Work task: With the images removed, repeat the data below exactly.

(Image-grounded pointing data)
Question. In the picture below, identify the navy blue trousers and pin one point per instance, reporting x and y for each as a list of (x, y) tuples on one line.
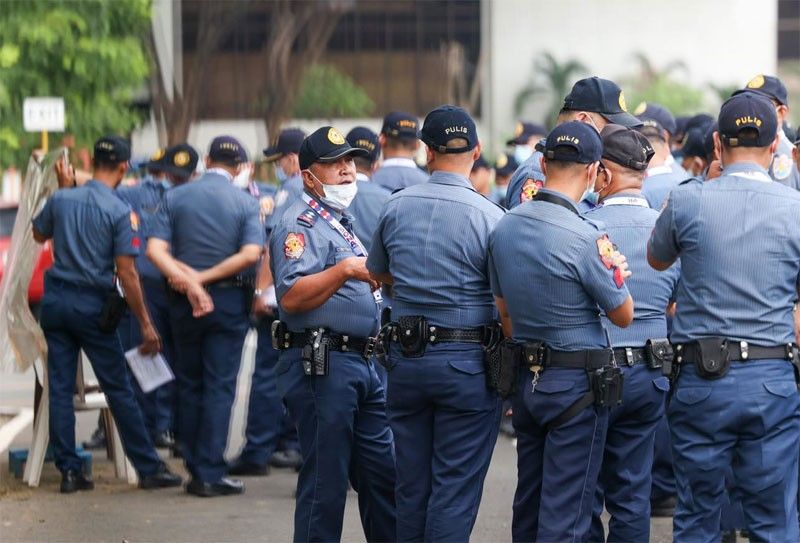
[(208, 357), (158, 406), (445, 423), (344, 437), (748, 421), (69, 320), (625, 477), (557, 470)]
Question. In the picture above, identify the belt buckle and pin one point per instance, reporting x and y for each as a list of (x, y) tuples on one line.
[(629, 360)]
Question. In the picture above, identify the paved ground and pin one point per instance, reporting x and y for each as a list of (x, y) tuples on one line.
[(116, 512)]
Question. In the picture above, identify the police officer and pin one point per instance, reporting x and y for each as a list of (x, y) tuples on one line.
[(625, 477), (95, 242), (399, 142), (592, 100), (207, 233), (174, 166), (369, 200), (553, 312), (504, 168), (781, 169), (736, 401), (443, 416), (329, 309)]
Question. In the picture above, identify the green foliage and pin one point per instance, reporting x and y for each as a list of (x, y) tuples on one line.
[(325, 92), (91, 52)]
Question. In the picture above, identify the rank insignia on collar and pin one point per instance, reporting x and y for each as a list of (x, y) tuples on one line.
[(606, 251), (529, 190), (294, 245)]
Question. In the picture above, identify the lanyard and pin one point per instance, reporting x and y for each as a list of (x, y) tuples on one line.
[(333, 222), (626, 201)]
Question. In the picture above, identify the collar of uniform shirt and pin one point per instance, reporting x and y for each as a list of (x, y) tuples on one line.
[(748, 170), (220, 171), (658, 170), (400, 161)]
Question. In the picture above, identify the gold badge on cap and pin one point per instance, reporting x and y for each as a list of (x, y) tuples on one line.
[(622, 102), (181, 159), (335, 137), (756, 83)]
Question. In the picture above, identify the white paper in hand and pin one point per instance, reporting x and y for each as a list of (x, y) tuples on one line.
[(151, 371)]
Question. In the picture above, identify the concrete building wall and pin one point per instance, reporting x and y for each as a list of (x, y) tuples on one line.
[(720, 41)]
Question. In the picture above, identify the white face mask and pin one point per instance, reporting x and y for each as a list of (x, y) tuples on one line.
[(338, 196), (522, 153)]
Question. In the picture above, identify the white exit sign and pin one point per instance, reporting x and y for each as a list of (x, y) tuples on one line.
[(43, 114)]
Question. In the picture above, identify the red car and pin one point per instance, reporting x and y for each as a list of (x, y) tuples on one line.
[(8, 213)]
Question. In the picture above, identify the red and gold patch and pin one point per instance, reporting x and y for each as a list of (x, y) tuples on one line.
[(606, 251), (529, 189), (294, 245)]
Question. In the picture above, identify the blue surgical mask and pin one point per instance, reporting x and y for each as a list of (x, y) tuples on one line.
[(522, 153)]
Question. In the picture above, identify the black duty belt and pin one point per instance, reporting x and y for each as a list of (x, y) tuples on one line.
[(738, 351), (336, 342)]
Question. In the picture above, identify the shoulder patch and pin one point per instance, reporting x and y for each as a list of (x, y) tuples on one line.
[(307, 218), (294, 245), (781, 166)]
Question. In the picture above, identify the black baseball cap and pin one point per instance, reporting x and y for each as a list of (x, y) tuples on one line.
[(747, 110), (656, 115), (694, 143), (366, 139), (112, 149), (769, 86), (524, 130), (600, 96), (324, 145), (180, 160), (447, 123), (626, 147), (400, 125), (289, 141), (505, 164), (574, 142), (227, 150)]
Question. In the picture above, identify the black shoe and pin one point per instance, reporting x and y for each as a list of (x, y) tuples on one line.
[(242, 467), (72, 481), (223, 487), (97, 441), (163, 441), (163, 478), (289, 458), (664, 507)]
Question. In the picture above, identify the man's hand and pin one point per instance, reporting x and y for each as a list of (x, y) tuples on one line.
[(356, 268), (151, 342)]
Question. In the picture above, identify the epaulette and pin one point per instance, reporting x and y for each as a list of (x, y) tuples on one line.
[(307, 218)]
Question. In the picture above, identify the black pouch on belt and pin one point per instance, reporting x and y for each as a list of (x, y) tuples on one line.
[(113, 309), (712, 359), (412, 335)]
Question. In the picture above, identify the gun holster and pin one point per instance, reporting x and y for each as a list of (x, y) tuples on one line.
[(412, 335), (713, 359)]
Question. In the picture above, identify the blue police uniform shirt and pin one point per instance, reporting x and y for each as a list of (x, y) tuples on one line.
[(739, 243), (208, 220), (432, 238), (552, 268), (659, 183), (398, 173), (90, 226), (526, 181), (145, 200), (628, 219), (303, 244), (366, 208)]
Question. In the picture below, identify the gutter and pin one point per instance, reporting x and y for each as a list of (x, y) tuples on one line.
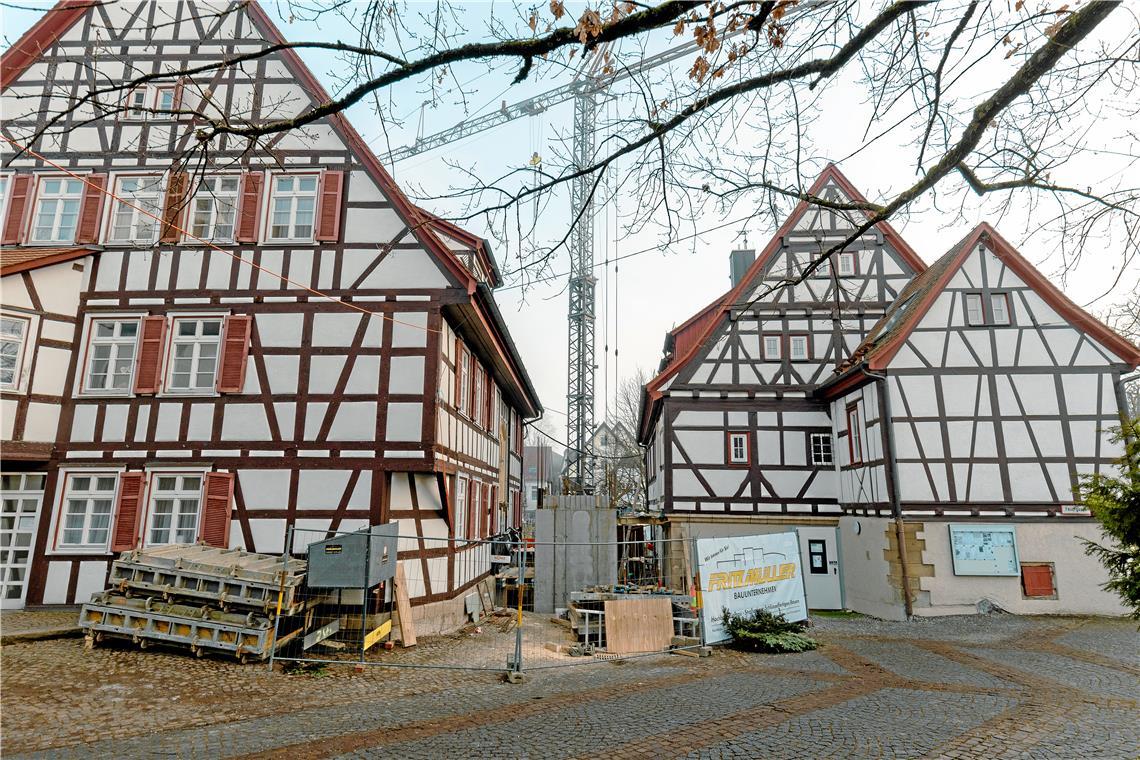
[(888, 431)]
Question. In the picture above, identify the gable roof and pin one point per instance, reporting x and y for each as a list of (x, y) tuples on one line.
[(890, 333), (21, 260), (64, 14), (694, 332)]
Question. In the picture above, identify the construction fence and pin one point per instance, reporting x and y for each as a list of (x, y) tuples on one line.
[(376, 598)]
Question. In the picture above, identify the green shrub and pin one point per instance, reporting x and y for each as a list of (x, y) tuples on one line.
[(763, 631)]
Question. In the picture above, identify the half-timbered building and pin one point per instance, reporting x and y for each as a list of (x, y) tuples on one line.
[(737, 441), (276, 340), (962, 425)]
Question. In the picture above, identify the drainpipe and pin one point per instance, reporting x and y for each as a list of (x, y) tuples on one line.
[(885, 419)]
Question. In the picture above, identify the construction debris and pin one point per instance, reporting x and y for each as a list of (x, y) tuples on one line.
[(197, 596)]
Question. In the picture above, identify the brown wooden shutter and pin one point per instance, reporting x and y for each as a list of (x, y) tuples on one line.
[(235, 349), (328, 223), (152, 342), (1037, 580), (125, 534), (172, 207), (216, 511), (250, 211), (91, 210), (17, 201)]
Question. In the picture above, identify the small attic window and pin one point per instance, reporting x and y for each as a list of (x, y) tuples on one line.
[(895, 316)]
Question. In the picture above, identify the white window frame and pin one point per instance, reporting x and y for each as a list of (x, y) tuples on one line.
[(137, 217), (822, 455), (179, 496), (196, 342), (204, 193), (779, 345), (1003, 300), (805, 341), (60, 198), (17, 370), (974, 297), (854, 436), (847, 264), (293, 196), (90, 340), (461, 507), (66, 495), (743, 458)]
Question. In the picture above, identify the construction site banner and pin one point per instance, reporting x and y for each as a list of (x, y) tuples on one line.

Finished exercise:
Question. In the picture below, identify the navy blue trousers and pin one point per instance, reporting x and y for each as a list of (x, y) tuples on one line.
[(208, 357), (158, 406), (445, 423), (344, 437), (748, 421), (69, 320), (625, 477), (557, 470)]
Question. In the picture above, identify the belt buckle and pin one point per instance, reporting x and y for each as a list of (x, y) tuples on one line.
[(629, 360)]
Question. In the picture above, identify the paved ground and pin one point per instance, reporting x and y for each as a list of (x, y) tuples on one line.
[(116, 512)]
Question. In the picture above, identify the police officer and pin one point per instance, reporting x and y for each as a list of (x, y) tuples on one line.
[(625, 477), (95, 242), (399, 142), (592, 100), (207, 233), (174, 166), (369, 200), (553, 312), (504, 168), (781, 169), (736, 401), (443, 416), (329, 309)]
Question. In the picture above, identify the green foliage and pin one point per instance, reporting x and y for each as a list of (x, y) tuples on one line.
[(325, 92), (91, 52)]
Question. In the picture above, identify the rank insignia on collar and pin one point per instance, reporting x and y for each as a list of (x, y) tuples on one line.
[(606, 251), (529, 190), (294, 245)]
Question. In the picture above, identify the lanyard and pin one point per instance, reporting x and y for each as a list of (x, y) tuples on one line.
[(333, 222), (626, 201)]
Question. In the picture above, identify the collar of uniform shirt and pin one point per instance, reporting x and y for each as a list of (x, y) tuples on one line.
[(748, 170), (220, 171), (658, 170), (400, 161)]
Question. In the picture above, identify the gold badge on cap and pin one point per instance, reporting x and y for each as a list of (x, y) tuples on one line.
[(622, 102), (181, 159), (335, 137), (756, 83)]
Question. In the picture above, identify the white paper in hand and pin one point per instance, reporting x and y for each as a list of (x, y) tuples on one line.
[(151, 371)]
Question. In the picture above, identify the concrete building wall and pin one point per instance, reporting x and y for each as a list of (x, y) tuples on one line.
[(720, 41)]
Question. In the picture above, identify the white face mask and pin one point per instance, reporting x and y for each as a list of (x, y) tuples on one line.
[(338, 196), (522, 153)]
Question. In the picture above, identify the white exit sign and pin one point per instance, reporting x and y for each as a list of (x, y) tuples on one line.
[(43, 114)]
Question. In the picture above, identify the red car and pin one point per instance, reporting x and y for each as a list of (x, y) tuples on one line.
[(8, 213)]
Question. In the picture above, identify the red and gold patch and pin one point per instance, reporting x and y for each as a list of (x, y) tuples on one line.
[(606, 251), (529, 189), (294, 245)]
Question. In the picture above, identify the blue surgical mask and pin one point per instance, reporting x and y for each as a list of (x, y) tuples on one line.
[(522, 153)]
Question. In the picture above, identify the black duty belt and pin one point per instance, reporting x and y for each as a list of (x, y) tuples on one line.
[(738, 351), (336, 342)]
Question. In the picture above, identify the shoulder patch and pin one point per instance, reporting x and y for each as a list of (x, y) tuples on one line.
[(307, 218), (294, 245), (781, 166)]
Question. In the picture above, identify the black baseball cap and pin one point per instance, reporting x and y for each as a list of (x, y) tuples on one line.
[(747, 110), (656, 115), (694, 143), (366, 139), (112, 149), (769, 86), (524, 130), (600, 96), (324, 145), (180, 160), (447, 123), (626, 147), (400, 125), (289, 141), (505, 164), (574, 142), (227, 150)]
Question. In the picture above, identify the black shoe and pin one point per instance, reporting x and y for each as a list of (x, y) tuples on one line.
[(242, 467), (72, 481), (223, 487), (97, 441), (163, 441), (163, 478), (289, 458), (664, 507)]
Question. In the picture above, identify the man's hand and pin one point per instance, reporting x and y for each as a list of (x, y) tuples on one line.
[(356, 268), (151, 342)]
Question. In the picture above, identify the epaulette and pin one point per instance, reporting x and y for each as a list of (x, y) tuples on one line.
[(307, 218)]
Question. In the picture above, identify the black pouch on belt and pin one point per instance, reporting x and y for each as a list of (x, y) tuples on one line.
[(113, 309), (712, 359), (412, 335)]
Question. In the picture above, identify the gun holster and pin one point per instance, reporting x and y for each as a list of (x, y) tuples on one line.
[(412, 335), (713, 359)]
Question. In the picture above, identify the blue police uniform shirt and pin one point per instance, reporting x and y for each as a list of (x, y) tuples on one line.
[(739, 243), (208, 220), (432, 238), (552, 268), (659, 183), (398, 173), (90, 226), (526, 181), (145, 200), (628, 219), (303, 244), (366, 208)]
Question. In the picture below, identify the gutter and pin one point per instance, reporting x and y for each as a list of (x, y) tuples on one line.
[(888, 431)]
Question. In the picture above, identify the gable roof and pin one point per instance, reporting x and y for each as a list of (x, y) tuples on one line.
[(890, 333), (21, 260), (64, 14), (694, 332)]
Question. In the picture above, identify the construction fence and pin one point per instance, reporting x and y for each as a list of (x, y) tuples on one line.
[(376, 598)]
Question. In the picture above, identify the green shrub and pin one point per instance, reporting x and y for each as a list of (x, y) tuples on one line.
[(763, 631)]
Question. In the picture above, identify the half-timbered building and pin one point per instance, reporting x and y for each as a list of (x, y) tuples on one line.
[(737, 441), (276, 340), (962, 425)]
Question. In the picture above, identify the drainpipe and pin one point per instance, reporting x and y for each as a list of (x, y) tuples on one line.
[(885, 419)]
Question. In the picture above, identify the construction debris and pin one point per instance, reporting x and y for each as a list of (x, y) tuples on one line.
[(197, 596)]
Question. In the picture above, identify the brown wooden shutter and pin one point per instance, reporting x and y for each as a list of (x, y) tuples on one line.
[(235, 349), (328, 223), (152, 342), (1037, 580), (125, 534), (172, 207), (216, 511), (250, 211), (91, 210), (17, 201)]
Question. In the picture above, identify the small attic window and pin one point per instance, reporting x and y for each as a list of (x, y) tuples on one line.
[(895, 316)]
Question. In the picture above, identify the white window frame and pin one point per instance, reporting x and y for each as a list of (x, y) tuples on one line.
[(137, 217), (822, 455), (179, 496), (196, 342), (204, 193), (779, 345), (1003, 300), (805, 341), (60, 198), (17, 370), (974, 297), (854, 436), (847, 264), (293, 196), (90, 340), (461, 507), (66, 495), (743, 458)]
Question. In the picture above, identify the construction site banner and pin one point per instance, reporting x and y for each as a list of (x, y) tuples on one line.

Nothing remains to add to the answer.